== What you need to do ==
Write the entries out again. Each one must match exactly.

═══ Records for the task

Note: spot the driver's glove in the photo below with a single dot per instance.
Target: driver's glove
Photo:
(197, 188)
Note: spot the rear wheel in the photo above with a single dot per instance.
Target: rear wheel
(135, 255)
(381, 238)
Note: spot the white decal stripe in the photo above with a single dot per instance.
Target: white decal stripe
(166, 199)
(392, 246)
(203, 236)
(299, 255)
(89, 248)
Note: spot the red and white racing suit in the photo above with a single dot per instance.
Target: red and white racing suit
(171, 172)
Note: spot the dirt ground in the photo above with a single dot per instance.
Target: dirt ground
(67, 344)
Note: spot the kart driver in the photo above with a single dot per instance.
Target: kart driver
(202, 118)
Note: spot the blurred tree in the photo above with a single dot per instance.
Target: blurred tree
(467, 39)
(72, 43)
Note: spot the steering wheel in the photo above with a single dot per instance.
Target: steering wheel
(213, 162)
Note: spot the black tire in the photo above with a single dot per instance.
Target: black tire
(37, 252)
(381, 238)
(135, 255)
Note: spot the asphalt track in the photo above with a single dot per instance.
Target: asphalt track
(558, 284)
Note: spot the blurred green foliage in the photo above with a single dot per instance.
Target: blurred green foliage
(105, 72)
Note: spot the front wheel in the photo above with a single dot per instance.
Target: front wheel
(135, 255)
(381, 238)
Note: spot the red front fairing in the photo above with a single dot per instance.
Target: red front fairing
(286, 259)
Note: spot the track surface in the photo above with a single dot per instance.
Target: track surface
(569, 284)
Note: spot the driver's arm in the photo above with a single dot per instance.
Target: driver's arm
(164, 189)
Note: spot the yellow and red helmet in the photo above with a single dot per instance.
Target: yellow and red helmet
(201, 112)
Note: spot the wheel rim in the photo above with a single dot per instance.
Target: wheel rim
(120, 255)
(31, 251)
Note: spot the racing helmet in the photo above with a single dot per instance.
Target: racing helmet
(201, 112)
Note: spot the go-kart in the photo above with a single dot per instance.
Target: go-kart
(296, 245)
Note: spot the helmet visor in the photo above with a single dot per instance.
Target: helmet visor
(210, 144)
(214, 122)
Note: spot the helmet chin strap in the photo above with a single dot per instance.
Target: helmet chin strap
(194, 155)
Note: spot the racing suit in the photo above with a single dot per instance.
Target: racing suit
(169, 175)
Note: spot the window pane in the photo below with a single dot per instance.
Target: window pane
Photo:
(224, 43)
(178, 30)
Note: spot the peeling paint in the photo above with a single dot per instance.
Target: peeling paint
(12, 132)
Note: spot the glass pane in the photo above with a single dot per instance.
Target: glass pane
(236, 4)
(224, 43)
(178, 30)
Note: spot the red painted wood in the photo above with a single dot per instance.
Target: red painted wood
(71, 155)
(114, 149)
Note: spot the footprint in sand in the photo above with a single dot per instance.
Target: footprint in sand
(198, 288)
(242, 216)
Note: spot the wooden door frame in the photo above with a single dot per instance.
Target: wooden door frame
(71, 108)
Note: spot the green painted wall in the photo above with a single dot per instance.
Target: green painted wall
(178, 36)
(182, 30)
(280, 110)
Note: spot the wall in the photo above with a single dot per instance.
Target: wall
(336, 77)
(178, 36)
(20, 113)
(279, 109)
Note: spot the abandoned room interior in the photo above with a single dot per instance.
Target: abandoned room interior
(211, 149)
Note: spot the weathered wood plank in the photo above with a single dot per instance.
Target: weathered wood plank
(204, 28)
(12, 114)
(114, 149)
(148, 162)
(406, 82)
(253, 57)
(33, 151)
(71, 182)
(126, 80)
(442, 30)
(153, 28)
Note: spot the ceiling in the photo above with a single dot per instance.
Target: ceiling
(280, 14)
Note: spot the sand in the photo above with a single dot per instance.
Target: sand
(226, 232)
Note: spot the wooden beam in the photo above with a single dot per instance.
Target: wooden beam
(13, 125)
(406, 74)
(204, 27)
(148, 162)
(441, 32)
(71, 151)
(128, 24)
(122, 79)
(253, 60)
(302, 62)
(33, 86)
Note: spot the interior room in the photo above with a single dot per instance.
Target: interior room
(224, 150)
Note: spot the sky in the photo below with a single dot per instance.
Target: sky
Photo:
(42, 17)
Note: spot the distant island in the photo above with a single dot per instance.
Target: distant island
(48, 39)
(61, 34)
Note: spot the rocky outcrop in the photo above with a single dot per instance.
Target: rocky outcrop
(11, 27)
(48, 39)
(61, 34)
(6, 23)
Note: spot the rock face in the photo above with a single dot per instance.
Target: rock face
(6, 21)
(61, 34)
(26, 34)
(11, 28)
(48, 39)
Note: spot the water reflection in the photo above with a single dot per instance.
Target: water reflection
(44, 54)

══════

== Written response ==
Note: spot the driver's glove in the photo below with a single dot per instance.
Target: driver's glove
Photo:
(197, 188)
Note: spot the rear wheel in the photo above with a single dot per instance.
Target: rear wheel
(135, 255)
(381, 238)
Note: spot the white decal stripe in the photo above with a single dot per instance.
Target: white decal stripe
(166, 199)
(392, 246)
(203, 236)
(299, 255)
(89, 248)
Note: spot the red and white racing suit in the photo above with a single dot per instance.
Target: red and white racing suit
(171, 172)
Note: spot the dirt ground in the photo above with a single dot per instance.
Target: dirt ground
(67, 344)
Note: spot the kart driver in the photo above with a single dot per instance.
Target: kart driver
(202, 118)
Note: spot the blurred tree in the photo above with a single dot per instance.
Target: blurred tree
(467, 39)
(72, 43)
Note: spot the steering wheel in the photo above with a single dot per instance.
Target: steering wheel
(213, 162)
Note: spot the black tire in the photo above with a single dot per instance.
Target: black tire
(37, 252)
(381, 238)
(135, 255)
Note: spot the asphalt track in the photo above with a single dot per instance.
Target: asphalt track
(558, 284)
Note: spot the blurred green foliage in the photo above with a single dot per instance.
Target: blurred green foliage
(105, 72)
Note: spot the front wheel in the photo above with a single dot per instance.
Target: front wheel
(135, 255)
(381, 238)
Note: spot the red front fairing in the photo above with a single dot per instance.
Target: red front fairing
(286, 259)
Note: spot the track surface in the photo above with a single dot per instance.
Target: track surface
(569, 284)
Note: spot the driver's arm in the photo above with a single dot per instance.
Target: driver's arm
(164, 189)
Note: spot the yellow and red helmet in the photo above with a single dot per instance.
Target: yellow and red helmet
(201, 112)
Note: spot the wheel rim in the photo above with a single dot per instance.
Target: wheel rim
(120, 255)
(31, 251)
Note: spot the racing helmet in the photo above with a single dot per instance.
Target: racing helmet
(201, 112)
Note: spot the go-kart in the photo above with a single dot per instance.
Target: go-kart
(296, 245)
Note: spot the helmet visor in the photo above with a single dot per instance.
Target: helmet visor
(210, 144)
(214, 122)
Note: spot the helmet chin strap in the photo above with a single dot per instance.
Target: helmet chin strap
(194, 155)
Note: spot the racing suit in the photo above with a single dot per instance.
Target: racing suit
(169, 175)
Note: spot the window pane in the photo below with a single dot per instance.
Target: window pane
Photo:
(224, 43)
(178, 30)
Note: spot the peeling paint in the photo above with a single dot per instance.
Target: peeling paint
(12, 132)
Note: spot the glass pane in the photo above with a single dot per instance.
Target: glass pane
(236, 4)
(224, 43)
(178, 30)
Note: spot the red painted wood in the photo above with a single dot per instance.
Target: red painted wood
(71, 155)
(114, 149)
Note: spot the footprint in sand in the photo above with a single dot per instance.
Target: footprint in sand
(198, 288)
(242, 216)
Note: spot the wooden door frame in the photo above with a single dot per instance.
Target: wooden door frame
(71, 108)
Note: spot the green painted wall in the photo above with a single dot per instance.
Target: green painted wall
(178, 36)
(182, 30)
(280, 110)
Note: spot the wall in the photo above with a single dot per instance.
Target: wall
(336, 77)
(178, 36)
(20, 113)
(279, 109)
Note: spot the abandoned room interior in the photo above with a single dot per instance.
Target: abandoned room interior
(211, 149)
Note: spot the weathered wood plank in the photo above with a single dot per instance.
Target: weathered wood plank
(204, 28)
(12, 114)
(114, 149)
(148, 162)
(406, 82)
(253, 57)
(33, 151)
(71, 182)
(126, 80)
(442, 30)
(153, 28)
Note: spot the ceiling in the photo above with a single dot per instance.
Target: ceiling
(280, 14)
Note: spot the sand in the photo above with a single dot per instance.
Target: sand
(226, 232)
Note: spot the wooden beam in the photo above with a single dot per instance.
Target: wooden beam
(13, 125)
(406, 74)
(204, 27)
(148, 162)
(441, 32)
(71, 151)
(128, 24)
(122, 79)
(253, 60)
(302, 62)
(33, 86)
Note: spot the interior room in the photo above with a single dot per instance.
Target: interior room
(224, 150)
Note: spot the sky in the photo below with a single dot per instance.
Target: sky
Photo:
(42, 17)
Note: spot the distant island in the photo above with a single dot per instance.
Target: distant island
(48, 39)
(61, 34)
Note: spot the rocky outcrop in the photo above with a single dot per instance.
Target: rocky outcrop
(11, 27)
(48, 39)
(61, 34)
(6, 23)
Note: spot the rock face in the photo above with a single dot per instance.
Target: rock face
(6, 21)
(61, 34)
(26, 34)
(11, 28)
(48, 39)
Note: spot the water reflection in the photo above with a single dot per instance.
Target: water reflection
(44, 54)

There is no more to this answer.